● Exercise task:
Copy out every line in the entries below that contains the word "black". Match case exactly.

● Input data:
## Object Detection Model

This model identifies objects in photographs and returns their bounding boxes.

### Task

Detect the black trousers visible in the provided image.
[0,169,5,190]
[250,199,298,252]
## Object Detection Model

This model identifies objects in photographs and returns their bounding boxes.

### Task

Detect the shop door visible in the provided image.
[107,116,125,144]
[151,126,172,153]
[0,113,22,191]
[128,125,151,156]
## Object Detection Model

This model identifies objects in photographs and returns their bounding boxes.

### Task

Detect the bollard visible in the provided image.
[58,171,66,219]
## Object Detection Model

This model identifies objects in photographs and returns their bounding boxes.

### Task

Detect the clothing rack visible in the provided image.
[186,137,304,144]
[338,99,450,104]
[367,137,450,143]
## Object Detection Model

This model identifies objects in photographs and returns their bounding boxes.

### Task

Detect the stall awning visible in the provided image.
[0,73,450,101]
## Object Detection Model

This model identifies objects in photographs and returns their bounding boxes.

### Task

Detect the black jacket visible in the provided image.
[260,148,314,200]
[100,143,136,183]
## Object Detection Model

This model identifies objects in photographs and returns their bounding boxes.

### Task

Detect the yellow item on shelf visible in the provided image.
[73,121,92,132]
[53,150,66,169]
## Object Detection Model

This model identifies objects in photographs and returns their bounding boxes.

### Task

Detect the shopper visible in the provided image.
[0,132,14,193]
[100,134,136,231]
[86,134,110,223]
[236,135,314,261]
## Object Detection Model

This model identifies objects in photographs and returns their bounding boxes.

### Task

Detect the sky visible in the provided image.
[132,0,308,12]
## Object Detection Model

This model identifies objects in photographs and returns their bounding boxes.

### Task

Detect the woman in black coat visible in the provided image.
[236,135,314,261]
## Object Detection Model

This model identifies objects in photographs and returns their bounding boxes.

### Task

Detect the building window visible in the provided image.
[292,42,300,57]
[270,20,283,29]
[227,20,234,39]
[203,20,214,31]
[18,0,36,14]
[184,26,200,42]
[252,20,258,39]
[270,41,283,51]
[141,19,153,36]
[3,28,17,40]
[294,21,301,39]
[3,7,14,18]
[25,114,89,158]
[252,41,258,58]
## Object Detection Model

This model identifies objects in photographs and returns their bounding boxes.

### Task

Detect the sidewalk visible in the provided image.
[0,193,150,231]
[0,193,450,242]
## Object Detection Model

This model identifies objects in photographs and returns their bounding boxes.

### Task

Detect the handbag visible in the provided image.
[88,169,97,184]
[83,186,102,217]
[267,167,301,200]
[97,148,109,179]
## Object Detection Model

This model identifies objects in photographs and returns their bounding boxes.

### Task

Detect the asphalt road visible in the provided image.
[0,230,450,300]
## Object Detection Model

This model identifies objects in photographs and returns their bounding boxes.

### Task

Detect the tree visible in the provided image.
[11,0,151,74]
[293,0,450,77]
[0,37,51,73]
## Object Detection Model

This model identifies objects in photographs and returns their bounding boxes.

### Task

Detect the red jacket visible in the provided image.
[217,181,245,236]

● Result of this task:
Detect the black trousers visible in the provided image.
Detect the black jacket visible in the provided image.
Detect the woman in black coat visible in the provided image.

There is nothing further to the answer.